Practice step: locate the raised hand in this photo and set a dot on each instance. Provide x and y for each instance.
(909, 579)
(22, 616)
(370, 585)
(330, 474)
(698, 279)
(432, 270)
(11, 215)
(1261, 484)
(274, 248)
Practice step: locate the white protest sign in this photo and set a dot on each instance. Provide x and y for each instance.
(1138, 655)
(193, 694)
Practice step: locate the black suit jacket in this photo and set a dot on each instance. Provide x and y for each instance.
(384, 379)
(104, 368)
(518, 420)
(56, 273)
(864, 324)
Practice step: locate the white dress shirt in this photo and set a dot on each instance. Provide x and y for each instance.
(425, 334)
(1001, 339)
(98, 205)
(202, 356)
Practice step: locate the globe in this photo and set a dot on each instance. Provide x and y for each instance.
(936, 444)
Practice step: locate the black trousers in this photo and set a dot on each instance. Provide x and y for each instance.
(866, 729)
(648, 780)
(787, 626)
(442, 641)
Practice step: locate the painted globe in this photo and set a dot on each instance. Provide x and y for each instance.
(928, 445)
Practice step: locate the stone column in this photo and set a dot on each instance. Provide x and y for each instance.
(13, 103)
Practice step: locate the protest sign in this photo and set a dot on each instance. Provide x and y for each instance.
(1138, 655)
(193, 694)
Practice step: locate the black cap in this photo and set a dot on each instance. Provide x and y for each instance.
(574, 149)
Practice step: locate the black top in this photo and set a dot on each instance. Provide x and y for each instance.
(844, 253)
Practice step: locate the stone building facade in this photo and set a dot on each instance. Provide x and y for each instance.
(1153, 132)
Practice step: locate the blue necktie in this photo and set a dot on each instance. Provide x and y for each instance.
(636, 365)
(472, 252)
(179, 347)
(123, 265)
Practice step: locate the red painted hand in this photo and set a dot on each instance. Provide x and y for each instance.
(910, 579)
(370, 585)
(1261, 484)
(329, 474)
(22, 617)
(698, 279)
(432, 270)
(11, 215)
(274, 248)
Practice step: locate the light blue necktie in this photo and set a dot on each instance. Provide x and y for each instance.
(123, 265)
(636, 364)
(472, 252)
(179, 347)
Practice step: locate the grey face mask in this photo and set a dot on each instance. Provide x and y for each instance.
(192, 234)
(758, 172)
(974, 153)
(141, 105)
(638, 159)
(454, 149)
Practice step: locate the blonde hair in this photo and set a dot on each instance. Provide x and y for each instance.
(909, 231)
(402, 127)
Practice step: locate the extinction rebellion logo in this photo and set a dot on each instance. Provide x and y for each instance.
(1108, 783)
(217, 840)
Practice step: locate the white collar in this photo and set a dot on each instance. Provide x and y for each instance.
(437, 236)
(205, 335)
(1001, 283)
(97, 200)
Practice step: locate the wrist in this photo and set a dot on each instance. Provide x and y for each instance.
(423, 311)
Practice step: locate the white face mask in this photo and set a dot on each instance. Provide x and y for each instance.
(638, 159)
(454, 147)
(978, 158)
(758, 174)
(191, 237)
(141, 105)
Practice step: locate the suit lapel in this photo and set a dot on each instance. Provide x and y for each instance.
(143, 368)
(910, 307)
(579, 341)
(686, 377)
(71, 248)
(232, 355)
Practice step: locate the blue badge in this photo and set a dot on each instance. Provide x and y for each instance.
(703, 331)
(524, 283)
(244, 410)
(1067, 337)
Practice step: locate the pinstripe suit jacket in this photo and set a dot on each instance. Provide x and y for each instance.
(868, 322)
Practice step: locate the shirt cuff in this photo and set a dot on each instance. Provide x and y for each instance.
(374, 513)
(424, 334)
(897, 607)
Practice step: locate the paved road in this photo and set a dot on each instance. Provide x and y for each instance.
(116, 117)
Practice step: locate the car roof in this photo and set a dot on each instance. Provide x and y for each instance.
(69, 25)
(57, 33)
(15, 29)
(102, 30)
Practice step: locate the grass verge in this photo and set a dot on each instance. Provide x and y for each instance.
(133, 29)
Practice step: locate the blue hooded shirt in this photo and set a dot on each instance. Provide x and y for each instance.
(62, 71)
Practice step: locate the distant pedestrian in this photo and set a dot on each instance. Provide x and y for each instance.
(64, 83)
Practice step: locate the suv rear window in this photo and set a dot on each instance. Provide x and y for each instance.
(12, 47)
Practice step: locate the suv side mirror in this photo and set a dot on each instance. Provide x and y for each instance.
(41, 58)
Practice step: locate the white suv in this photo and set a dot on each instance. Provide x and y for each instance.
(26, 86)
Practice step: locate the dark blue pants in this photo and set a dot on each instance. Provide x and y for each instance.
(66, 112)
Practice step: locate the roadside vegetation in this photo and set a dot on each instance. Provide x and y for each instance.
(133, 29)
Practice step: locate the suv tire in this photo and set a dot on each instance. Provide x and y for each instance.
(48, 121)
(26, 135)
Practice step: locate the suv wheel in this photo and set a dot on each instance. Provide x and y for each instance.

*Requirement:* Shift every coordinate in the answers by -51, and write out the stretch of the listing from the line containing "Practice step: locate the extinction" through the line containing "(1067, 337)" again, requests included, with both end lines counted.

*Expected answer:*
Practice step: locate the extinction rebellion logo in this photo and set a dot on each instance. Provide x and y for each instance.
(1057, 732)
(166, 789)
Practice step: locate the white collar in this photo and set a dot on each instance. Provide x and y for each instance.
(386, 185)
(154, 284)
(950, 232)
(46, 149)
Practice step: locate the wrist in this photo and set a dot on each instance. Provide x and y for each instance.
(372, 260)
Practice step: locate the white face mask in this photo and set a dot on each instance. Provide x and y for each instance.
(587, 108)
(403, 96)
(927, 107)
(707, 123)
(140, 186)
(90, 54)
Practice step: locate the suit lapel in this photo and set a dot on each instance. Provide x and y for each instance.
(92, 317)
(859, 256)
(528, 290)
(635, 326)
(20, 197)
(181, 304)
Practice step: locate the blue badge in this photo and set a dot on each instance. Provide x and y for each instance.
(652, 280)
(473, 232)
(193, 359)
(1016, 286)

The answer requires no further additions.